Data lines:
==============================

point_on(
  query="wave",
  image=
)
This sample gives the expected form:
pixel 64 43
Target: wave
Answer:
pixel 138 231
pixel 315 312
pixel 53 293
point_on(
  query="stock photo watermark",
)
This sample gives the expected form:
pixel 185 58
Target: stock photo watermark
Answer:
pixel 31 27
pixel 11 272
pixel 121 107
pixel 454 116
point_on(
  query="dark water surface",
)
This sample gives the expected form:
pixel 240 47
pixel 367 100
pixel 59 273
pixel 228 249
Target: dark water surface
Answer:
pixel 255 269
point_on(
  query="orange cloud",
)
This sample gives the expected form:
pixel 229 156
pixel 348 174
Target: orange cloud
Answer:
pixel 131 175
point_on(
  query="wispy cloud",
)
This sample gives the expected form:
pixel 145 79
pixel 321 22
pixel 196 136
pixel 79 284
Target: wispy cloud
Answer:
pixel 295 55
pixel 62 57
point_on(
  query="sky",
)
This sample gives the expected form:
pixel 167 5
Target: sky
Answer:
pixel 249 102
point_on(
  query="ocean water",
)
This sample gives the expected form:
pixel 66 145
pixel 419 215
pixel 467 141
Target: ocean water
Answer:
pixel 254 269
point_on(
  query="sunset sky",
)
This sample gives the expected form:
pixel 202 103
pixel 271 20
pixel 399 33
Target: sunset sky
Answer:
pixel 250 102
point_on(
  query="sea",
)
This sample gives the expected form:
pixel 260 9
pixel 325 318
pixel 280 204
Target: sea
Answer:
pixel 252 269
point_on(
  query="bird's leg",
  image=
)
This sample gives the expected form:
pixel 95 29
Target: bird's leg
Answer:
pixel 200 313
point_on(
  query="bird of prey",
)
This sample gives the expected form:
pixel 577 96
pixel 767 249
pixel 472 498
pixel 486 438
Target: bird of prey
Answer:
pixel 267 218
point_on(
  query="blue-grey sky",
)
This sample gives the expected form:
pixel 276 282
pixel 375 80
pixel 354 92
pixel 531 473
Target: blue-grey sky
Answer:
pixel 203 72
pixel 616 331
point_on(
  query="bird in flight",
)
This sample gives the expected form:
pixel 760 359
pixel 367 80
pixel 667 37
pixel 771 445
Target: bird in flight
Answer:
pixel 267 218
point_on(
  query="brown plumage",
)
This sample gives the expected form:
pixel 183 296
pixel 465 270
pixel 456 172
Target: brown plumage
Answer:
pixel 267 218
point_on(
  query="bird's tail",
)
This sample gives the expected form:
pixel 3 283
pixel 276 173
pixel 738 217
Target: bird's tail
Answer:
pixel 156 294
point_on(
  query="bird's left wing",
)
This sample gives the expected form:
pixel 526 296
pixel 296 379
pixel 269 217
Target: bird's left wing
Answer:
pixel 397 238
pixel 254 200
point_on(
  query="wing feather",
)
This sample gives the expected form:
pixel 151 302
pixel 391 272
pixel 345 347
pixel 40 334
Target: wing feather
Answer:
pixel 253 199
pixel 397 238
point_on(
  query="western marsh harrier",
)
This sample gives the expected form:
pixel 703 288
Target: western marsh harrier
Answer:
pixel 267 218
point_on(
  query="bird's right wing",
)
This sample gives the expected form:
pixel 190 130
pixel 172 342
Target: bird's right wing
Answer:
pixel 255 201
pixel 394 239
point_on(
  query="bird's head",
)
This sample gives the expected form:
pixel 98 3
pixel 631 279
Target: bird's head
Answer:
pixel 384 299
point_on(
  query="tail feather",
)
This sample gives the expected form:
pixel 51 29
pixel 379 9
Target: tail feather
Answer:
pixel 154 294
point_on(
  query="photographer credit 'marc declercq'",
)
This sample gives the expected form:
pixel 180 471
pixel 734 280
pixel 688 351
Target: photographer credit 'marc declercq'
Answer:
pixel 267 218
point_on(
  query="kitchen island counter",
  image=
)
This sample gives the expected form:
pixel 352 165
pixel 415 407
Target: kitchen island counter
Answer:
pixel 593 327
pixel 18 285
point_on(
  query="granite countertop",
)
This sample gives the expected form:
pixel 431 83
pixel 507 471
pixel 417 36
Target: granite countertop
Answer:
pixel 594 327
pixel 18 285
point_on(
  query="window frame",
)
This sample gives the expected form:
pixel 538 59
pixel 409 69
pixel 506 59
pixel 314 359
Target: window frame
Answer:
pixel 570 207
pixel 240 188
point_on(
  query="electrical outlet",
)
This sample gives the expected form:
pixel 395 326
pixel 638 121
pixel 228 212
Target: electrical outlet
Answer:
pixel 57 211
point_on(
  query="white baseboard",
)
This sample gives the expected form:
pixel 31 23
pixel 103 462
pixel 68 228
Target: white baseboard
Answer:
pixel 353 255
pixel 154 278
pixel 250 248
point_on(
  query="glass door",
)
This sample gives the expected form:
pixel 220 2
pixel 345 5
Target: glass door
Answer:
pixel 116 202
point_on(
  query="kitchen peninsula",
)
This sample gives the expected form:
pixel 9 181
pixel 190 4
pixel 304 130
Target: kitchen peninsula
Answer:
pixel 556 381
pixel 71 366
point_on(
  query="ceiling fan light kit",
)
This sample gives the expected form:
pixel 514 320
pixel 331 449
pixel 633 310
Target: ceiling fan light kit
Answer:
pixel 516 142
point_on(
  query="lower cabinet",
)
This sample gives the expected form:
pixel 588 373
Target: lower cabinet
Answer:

==============================

# [Aim of the exercise]
Copy out all of the records above, reproducing every line without any change.

# [Correct result]
point_on(
  query="wave",
  image=
)
This sample gives the expected form:
pixel 64 43
Target: wave
Answer:
pixel 138 231
pixel 315 312
pixel 53 293
point_on(
  query="stock photo watermark",
)
This sample gives the expected form:
pixel 185 58
Target: stock photo watermark
Answer:
pixel 31 27
pixel 11 272
pixel 121 107
pixel 454 116
point_on(
  query="dark water surface",
)
This sample gives the expected form:
pixel 240 47
pixel 367 100
pixel 59 273
pixel 228 249
Target: dark water surface
Answer:
pixel 255 269
point_on(
  query="orange cloud",
)
This sample gives the expected form:
pixel 229 156
pixel 348 174
Target: orange cloud
Answer:
pixel 131 175
point_on(
  query="wispy cloud",
)
This sample gives the expected form:
pixel 145 79
pixel 321 22
pixel 196 136
pixel 79 284
Target: wispy cloud
Answer:
pixel 295 55
pixel 62 57
point_on(
  query="sky",
)
This sample gives the expected form:
pixel 167 5
Target: sky
Answer:
pixel 249 102
point_on(
  query="ocean water",
)
This sample gives the expected form:
pixel 66 145
pixel 419 215
pixel 467 141
Target: ocean water
Answer:
pixel 254 269
point_on(
  query="sunset sky",
)
This sample gives the expected form:
pixel 202 103
pixel 271 20
pixel 399 33
Target: sunset sky
Answer:
pixel 250 102
point_on(
  query="sea",
)
This sample gives the expected form:
pixel 260 9
pixel 325 318
pixel 280 204
Target: sea
Answer:
pixel 252 269
point_on(
  query="bird's leg",
  image=
)
This sample gives the expected form:
pixel 95 29
Target: bird's leg
Answer:
pixel 200 313
point_on(
  query="bird of prey",
)
This sample gives the expected form:
pixel 577 96
pixel 767 249
pixel 472 498
pixel 486 438
Target: bird of prey
Answer:
pixel 267 218
point_on(
  query="blue-grey sky",
)
This sample gives the expected form:
pixel 276 282
pixel 375 80
pixel 354 92
pixel 531 473
Target: blue-grey sky
Answer:
pixel 203 72
pixel 616 331
point_on(
  query="bird in flight",
)
This sample gives the expected form:
pixel 760 359
pixel 367 80
pixel 667 37
pixel 771 445
Target: bird in flight
Answer:
pixel 267 218
point_on(
  query="brown plumage",
)
This sample gives the expected form:
pixel 183 296
pixel 465 270
pixel 456 172
Target: brown plumage
Answer:
pixel 267 218
point_on(
  query="bird's tail",
)
This sample gives the expected form:
pixel 3 283
pixel 276 173
pixel 738 217
Target: bird's tail
Answer:
pixel 156 294
point_on(
  query="bird's left wing",
)
This sample gives the expected form:
pixel 526 296
pixel 296 379
pixel 269 217
Target: bird's left wing
Answer:
pixel 397 238
pixel 254 200
point_on(
  query="wing feather",
)
This sample gives the expected form:
pixel 151 302
pixel 391 272
pixel 345 347
pixel 40 334
Target: wing feather
Answer:
pixel 253 199
pixel 397 238
point_on(
  query="western marsh harrier",
)
This sample gives the expected form:
pixel 703 288
Target: western marsh harrier
Answer:
pixel 267 218
point_on(
  query="bird's right wing",
)
This sample gives the expected form:
pixel 190 130
pixel 172 342
Target: bird's right wing
Answer:
pixel 255 201
pixel 394 239
point_on(
  query="bird's head",
)
This sample gives the expected form:
pixel 98 3
pixel 631 279
Target: bird's head
Answer:
pixel 384 299
point_on(
  query="tail feather",
)
This sample gives the expected form:
pixel 51 29
pixel 379 9
Target: tail feather
Answer:
pixel 154 294
point_on(
  query="photographer credit 'marc declercq'",
)
This sample gives the expected form:
pixel 180 471
pixel 734 280
pixel 688 351
Target: photographer credit 'marc declercq'
Answer:
pixel 267 218
point_on(
  query="kitchen island counter",
  image=
)
This sample gives the expected form:
pixel 352 165
pixel 415 407
Target: kitchen island counter
Answer:
pixel 593 327
pixel 18 285
point_on(
  query="granite countertop",
)
This sample gives the expected form:
pixel 431 83
pixel 507 471
pixel 417 36
Target: granite countertop
Answer:
pixel 594 327
pixel 18 285
point_on(
  query="window frame",
)
This sample gives the expected form:
pixel 538 59
pixel 409 69
pixel 506 59
pixel 314 359
Target: window frame
Answer:
pixel 570 207
pixel 240 188
point_on(
  query="electrical outlet",
)
This sample gives the expected form:
pixel 395 326
pixel 638 121
pixel 228 212
Target: electrical outlet
Answer:
pixel 57 211
point_on(
  query="white baseboard",
)
This sample gives the expected form:
pixel 31 23
pixel 103 462
pixel 68 228
Target: white baseboard
Answer:
pixel 353 255
pixel 154 278
pixel 250 248
point_on(
  query="glass door",
)
This sample gives the expected form:
pixel 220 2
pixel 345 5
Target: glass door
Answer:
pixel 116 202
point_on(
  query="kitchen peninsula",
)
This sample gives the expected form:
pixel 9 181
pixel 190 4
pixel 304 130
Target: kitchen peninsula
Answer:
pixel 556 381
pixel 71 366
point_on(
  query="ceiling fan light kit",
)
This sample gives the expected form:
pixel 514 320
pixel 331 449
pixel 633 310
Target: ceiling fan light kit
Answer:
pixel 516 142
point_on(
  query="lower cabinet",
)
This sample gives the expected form:
pixel 588 373
Target: lower cabinet
Answer:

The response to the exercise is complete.